- Record set -

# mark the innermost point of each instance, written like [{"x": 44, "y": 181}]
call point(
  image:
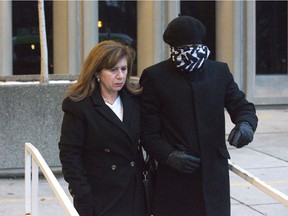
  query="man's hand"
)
[
  {"x": 183, "y": 162},
  {"x": 241, "y": 135}
]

- Task goal -
Copy the material above line for line, without the picture.

- Solution for this problem -
# mark the innermost point of each instance, written like [{"x": 44, "y": 181}]
call point(
  image:
  query="man's hand"
)
[
  {"x": 183, "y": 162},
  {"x": 241, "y": 135}
]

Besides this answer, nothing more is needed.